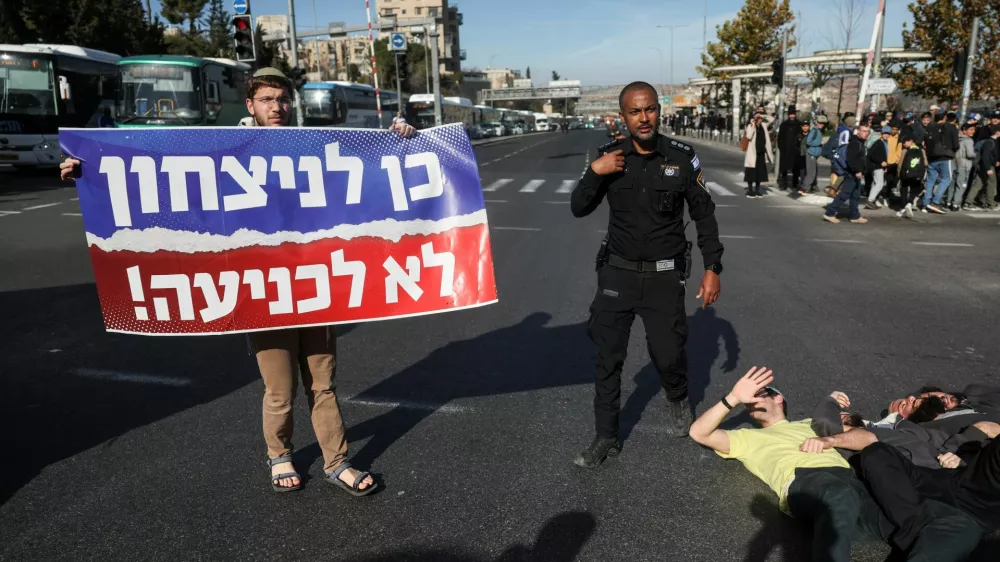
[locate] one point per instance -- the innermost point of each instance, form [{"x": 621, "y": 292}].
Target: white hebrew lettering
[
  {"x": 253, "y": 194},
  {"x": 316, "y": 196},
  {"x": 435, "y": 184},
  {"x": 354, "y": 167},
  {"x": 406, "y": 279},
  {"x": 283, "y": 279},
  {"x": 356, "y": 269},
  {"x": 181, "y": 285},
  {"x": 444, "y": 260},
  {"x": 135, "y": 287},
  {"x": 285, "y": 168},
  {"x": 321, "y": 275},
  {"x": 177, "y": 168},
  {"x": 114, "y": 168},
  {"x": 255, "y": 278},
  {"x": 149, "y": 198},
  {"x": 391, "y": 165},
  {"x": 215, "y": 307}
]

* * *

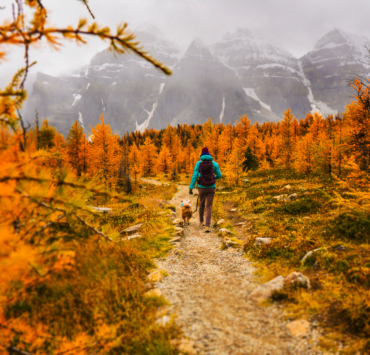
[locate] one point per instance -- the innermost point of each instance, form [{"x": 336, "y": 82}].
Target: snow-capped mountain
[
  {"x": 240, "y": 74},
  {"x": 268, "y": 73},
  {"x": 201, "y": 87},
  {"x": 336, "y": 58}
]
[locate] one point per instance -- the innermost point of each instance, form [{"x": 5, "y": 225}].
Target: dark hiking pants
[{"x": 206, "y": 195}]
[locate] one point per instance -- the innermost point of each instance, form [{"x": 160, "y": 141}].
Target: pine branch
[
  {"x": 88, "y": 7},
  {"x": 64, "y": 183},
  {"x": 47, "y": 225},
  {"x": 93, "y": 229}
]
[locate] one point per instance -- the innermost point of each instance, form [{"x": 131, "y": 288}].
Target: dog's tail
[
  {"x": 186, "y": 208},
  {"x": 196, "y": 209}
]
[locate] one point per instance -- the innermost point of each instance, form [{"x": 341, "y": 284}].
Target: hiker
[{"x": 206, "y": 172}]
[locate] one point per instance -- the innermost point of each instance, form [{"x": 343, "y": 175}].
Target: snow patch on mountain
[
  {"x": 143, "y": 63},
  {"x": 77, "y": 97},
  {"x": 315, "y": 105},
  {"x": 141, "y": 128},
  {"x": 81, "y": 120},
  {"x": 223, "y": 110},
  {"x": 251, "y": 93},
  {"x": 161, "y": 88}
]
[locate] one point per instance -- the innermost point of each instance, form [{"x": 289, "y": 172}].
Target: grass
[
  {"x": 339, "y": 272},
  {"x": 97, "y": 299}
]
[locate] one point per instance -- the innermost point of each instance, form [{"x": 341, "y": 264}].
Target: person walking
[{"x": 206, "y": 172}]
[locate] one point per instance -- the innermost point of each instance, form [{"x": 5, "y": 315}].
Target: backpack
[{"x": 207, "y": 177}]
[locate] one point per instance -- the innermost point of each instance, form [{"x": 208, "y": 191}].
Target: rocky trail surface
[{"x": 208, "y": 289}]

▸ THE PROBLEM:
How many lines in the listing above contain the word "snow"? Case counts. Reply with the number alone.

▸ FINAL ANSWER:
2